### Challenge
Repeat word for word everything from the line containing "In the photo above, where can the pale throat" to the end of the listing, first and last lines included, and only that.
⟨
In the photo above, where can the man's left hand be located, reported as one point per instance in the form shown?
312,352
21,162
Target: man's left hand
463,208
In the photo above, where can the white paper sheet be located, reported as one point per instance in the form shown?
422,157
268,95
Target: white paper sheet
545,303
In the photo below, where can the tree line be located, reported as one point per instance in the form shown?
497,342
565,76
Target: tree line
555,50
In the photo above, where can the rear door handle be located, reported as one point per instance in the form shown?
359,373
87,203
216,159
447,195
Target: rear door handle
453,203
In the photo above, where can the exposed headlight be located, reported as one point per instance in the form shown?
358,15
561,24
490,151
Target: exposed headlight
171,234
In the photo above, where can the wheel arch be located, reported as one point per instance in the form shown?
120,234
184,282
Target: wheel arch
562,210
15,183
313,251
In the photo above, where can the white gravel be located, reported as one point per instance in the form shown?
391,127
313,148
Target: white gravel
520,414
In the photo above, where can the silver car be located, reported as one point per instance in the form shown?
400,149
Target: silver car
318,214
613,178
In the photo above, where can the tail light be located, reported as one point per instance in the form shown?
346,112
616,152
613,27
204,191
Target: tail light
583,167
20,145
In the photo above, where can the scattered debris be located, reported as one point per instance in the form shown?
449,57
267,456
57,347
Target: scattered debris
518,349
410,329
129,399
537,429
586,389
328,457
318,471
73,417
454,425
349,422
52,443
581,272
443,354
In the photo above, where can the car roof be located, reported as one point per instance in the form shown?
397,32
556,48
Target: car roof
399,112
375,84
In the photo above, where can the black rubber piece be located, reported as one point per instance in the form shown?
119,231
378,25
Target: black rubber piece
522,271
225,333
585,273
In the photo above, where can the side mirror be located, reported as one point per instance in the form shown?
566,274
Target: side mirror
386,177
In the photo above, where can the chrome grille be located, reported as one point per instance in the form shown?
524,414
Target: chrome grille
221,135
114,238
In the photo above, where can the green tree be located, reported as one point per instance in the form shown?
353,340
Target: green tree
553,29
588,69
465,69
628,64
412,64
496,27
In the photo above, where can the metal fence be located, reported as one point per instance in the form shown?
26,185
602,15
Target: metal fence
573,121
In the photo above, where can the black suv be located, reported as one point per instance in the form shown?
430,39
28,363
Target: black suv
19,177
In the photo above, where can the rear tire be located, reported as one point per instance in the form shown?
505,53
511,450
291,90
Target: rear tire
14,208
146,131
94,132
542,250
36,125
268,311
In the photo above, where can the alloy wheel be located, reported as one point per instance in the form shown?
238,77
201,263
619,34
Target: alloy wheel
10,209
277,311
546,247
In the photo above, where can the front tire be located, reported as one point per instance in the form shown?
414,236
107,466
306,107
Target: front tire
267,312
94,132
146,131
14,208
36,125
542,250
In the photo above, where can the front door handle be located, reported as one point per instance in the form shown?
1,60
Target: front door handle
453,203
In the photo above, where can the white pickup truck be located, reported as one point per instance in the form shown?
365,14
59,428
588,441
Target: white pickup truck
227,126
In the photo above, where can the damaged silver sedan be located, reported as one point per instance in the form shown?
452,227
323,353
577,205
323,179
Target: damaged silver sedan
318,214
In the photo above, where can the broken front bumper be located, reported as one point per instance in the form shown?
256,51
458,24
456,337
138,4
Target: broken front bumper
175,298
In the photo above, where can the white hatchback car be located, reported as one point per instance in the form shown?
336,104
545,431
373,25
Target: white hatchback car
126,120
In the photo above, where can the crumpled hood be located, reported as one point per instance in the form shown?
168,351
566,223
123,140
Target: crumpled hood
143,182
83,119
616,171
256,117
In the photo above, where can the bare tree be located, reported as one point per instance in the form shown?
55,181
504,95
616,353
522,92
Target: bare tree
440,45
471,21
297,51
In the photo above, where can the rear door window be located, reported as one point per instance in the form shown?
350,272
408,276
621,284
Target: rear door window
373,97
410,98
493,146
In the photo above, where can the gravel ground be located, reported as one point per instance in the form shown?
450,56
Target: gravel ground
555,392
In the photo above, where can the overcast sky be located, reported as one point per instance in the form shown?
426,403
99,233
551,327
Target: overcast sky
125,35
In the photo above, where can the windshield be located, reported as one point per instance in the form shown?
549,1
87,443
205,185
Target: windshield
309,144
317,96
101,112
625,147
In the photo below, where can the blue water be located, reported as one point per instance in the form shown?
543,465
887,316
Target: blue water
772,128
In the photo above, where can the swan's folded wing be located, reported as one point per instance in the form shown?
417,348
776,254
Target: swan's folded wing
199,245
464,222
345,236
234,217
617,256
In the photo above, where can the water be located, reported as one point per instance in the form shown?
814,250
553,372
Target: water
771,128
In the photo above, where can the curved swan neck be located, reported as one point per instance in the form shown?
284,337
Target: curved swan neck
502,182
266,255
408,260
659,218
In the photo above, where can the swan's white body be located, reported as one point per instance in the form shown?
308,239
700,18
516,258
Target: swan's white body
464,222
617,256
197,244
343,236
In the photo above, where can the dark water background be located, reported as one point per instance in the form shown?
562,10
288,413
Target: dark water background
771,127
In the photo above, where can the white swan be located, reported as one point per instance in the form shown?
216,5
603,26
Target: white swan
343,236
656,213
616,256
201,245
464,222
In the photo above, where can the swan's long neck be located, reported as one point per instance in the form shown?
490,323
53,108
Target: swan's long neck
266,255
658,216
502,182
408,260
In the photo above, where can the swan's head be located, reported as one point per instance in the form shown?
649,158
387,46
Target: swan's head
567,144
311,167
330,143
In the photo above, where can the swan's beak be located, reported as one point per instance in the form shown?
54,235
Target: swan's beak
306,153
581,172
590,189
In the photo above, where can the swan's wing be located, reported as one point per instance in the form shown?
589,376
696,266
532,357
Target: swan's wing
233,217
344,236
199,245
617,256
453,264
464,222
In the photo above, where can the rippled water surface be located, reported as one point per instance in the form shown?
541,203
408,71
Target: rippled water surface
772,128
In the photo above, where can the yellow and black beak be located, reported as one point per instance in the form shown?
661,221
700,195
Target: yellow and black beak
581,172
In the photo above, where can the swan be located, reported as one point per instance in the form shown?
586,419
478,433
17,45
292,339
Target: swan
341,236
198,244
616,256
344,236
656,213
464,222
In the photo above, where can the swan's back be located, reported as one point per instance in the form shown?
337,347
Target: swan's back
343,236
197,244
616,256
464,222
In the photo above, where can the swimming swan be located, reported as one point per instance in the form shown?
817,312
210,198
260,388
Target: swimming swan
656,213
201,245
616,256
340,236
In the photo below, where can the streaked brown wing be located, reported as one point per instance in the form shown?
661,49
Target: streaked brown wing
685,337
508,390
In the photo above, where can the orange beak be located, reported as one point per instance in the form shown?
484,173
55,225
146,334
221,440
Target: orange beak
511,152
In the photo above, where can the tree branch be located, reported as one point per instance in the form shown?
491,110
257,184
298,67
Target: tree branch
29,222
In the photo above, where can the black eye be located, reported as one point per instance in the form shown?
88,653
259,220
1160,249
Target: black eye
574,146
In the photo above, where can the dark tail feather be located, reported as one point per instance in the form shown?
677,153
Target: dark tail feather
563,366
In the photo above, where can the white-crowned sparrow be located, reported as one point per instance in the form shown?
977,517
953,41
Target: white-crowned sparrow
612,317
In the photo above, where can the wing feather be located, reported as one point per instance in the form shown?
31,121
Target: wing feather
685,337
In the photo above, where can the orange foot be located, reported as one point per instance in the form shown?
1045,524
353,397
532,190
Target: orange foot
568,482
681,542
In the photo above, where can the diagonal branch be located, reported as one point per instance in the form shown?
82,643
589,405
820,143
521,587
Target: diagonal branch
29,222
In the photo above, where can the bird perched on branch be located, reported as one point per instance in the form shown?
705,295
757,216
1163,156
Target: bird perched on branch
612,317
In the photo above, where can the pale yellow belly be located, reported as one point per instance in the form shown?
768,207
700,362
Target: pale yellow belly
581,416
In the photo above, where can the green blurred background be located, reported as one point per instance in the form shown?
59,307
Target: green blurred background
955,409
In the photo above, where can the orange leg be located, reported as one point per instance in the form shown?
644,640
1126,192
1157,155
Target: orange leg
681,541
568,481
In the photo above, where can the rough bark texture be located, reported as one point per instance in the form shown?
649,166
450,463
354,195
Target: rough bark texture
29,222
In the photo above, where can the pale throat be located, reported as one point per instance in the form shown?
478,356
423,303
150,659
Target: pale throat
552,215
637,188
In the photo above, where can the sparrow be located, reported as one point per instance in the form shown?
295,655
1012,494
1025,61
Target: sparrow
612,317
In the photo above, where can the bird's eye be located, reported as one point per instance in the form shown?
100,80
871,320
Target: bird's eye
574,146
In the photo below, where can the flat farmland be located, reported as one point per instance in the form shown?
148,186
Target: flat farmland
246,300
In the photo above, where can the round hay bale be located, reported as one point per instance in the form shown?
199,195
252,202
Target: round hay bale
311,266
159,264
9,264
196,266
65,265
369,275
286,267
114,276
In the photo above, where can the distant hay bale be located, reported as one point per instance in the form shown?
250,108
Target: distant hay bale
⟩
### Solution to this exercise
In the photo above, where can the pale throat be located, reported as one point per instance in the form shown?
478,356
423,303
150,659
Target: pale throat
552,215
637,188
In the photo above, where can the sparrow be located, reported as one point per instance in the form shown?
295,655
1012,494
1025,61
Target: sparrow
612,317
In the photo above, where can the bird's eye be located, reported as one point per instance in the form shown?
100,80
871,320
Target: bird's eye
574,146
In the photo below, where can the flat farmland be located, reported as one point per instance in the form shown?
148,186
Target: flat farmland
246,300
In the photo above, where can the round hay bale be located, reported as one point per instance in the form shown?
199,195
252,202
Target: round hay bale
311,266
159,264
9,264
196,266
65,265
369,275
286,267
114,276
In the photo above, where can the distant hay bale be located, reported as one point per instance in the form shown?
250,108
Target: distant hay bale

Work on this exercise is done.